* **Directions**
Gather each line in the data below that includes the word "wooden".

[Rows of box annotation data]
------------------------
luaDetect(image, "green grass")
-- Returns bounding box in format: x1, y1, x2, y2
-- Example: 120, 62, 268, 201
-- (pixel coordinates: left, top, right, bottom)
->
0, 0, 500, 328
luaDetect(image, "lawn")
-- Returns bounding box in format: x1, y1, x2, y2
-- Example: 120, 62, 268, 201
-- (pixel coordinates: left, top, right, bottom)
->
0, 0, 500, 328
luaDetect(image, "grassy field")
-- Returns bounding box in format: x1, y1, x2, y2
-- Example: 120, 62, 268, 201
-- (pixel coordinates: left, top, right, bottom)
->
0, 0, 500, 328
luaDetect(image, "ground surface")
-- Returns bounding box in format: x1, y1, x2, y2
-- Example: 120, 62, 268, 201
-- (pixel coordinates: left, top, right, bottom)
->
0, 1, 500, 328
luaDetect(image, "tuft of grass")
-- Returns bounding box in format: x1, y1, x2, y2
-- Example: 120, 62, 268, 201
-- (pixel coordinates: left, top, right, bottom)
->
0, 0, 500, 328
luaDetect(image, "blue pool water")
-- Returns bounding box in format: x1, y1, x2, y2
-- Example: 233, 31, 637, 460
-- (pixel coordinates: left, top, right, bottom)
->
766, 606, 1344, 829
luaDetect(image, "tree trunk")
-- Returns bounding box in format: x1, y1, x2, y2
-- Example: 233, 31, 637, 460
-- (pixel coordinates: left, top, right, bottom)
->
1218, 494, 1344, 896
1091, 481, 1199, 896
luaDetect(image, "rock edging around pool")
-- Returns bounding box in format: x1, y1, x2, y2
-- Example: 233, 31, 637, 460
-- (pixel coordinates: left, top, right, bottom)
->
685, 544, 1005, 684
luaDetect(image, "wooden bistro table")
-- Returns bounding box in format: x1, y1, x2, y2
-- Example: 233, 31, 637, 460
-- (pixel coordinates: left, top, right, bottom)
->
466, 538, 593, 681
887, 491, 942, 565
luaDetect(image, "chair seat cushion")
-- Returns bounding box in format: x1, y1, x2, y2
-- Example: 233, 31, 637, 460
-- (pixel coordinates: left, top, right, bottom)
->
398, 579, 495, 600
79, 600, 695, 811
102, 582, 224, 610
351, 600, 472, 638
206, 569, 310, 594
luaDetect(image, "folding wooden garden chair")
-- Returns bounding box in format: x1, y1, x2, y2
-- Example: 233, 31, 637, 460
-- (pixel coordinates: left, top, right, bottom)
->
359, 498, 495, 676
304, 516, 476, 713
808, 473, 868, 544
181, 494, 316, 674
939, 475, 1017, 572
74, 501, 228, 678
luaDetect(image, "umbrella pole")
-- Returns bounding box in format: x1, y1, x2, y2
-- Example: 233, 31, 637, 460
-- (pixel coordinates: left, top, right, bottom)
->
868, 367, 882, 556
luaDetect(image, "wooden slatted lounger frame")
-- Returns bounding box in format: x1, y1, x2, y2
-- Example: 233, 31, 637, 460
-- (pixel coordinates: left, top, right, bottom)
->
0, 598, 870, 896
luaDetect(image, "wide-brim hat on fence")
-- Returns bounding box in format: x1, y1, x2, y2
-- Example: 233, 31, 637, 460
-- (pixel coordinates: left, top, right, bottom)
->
------------------------
* **Response to the task**
luaDetect(image, "wooden bistro table")
luaDetect(image, "folding wooden garden chair")
luaDetect(image, "wooden slatted lounger frame")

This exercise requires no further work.